>> Start Supplied information

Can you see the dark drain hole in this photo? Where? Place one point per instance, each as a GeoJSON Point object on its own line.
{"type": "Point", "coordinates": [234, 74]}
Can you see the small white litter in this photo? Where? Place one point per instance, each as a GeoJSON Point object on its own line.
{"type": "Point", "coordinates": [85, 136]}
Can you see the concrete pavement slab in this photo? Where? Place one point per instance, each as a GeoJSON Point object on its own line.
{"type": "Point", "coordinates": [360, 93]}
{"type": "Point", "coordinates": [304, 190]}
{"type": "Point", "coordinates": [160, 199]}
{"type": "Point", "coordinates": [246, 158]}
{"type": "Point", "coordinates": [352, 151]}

>> End Supplied information
>> Start Supplied information

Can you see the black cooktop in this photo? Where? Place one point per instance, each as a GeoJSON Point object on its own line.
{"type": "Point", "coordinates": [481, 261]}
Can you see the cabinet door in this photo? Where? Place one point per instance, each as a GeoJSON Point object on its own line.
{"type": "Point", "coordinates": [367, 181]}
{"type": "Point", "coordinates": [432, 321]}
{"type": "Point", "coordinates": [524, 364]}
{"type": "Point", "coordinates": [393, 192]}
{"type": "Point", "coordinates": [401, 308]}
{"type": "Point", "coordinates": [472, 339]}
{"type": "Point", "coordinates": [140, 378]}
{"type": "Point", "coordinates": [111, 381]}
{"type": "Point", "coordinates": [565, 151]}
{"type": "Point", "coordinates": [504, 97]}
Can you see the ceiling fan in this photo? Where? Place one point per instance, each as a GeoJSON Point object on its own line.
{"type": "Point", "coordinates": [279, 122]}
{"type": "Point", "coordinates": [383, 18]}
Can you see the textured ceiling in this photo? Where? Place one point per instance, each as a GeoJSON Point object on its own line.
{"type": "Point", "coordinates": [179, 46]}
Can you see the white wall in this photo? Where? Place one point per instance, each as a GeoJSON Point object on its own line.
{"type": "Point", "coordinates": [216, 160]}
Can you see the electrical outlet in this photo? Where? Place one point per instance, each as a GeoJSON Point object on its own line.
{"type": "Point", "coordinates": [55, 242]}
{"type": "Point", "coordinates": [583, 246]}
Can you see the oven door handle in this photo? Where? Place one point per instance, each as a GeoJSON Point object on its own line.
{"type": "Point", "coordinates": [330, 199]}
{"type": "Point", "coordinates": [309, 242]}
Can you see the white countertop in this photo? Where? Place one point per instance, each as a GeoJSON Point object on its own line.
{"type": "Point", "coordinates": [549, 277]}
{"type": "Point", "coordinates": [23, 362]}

>> End Supplied information

Locate every line in the data above that contains the word "ceiling", and copy each of those lines in full.

» Response to the exercise:
Can you see the ceiling fan in this photo? Where? Place one point per instance, each as a GeoJSON Point object on its own line.
Can you see the textured ceiling in this photo? Where? Place one point per instance, each as a GeoJSON Point object on its own line.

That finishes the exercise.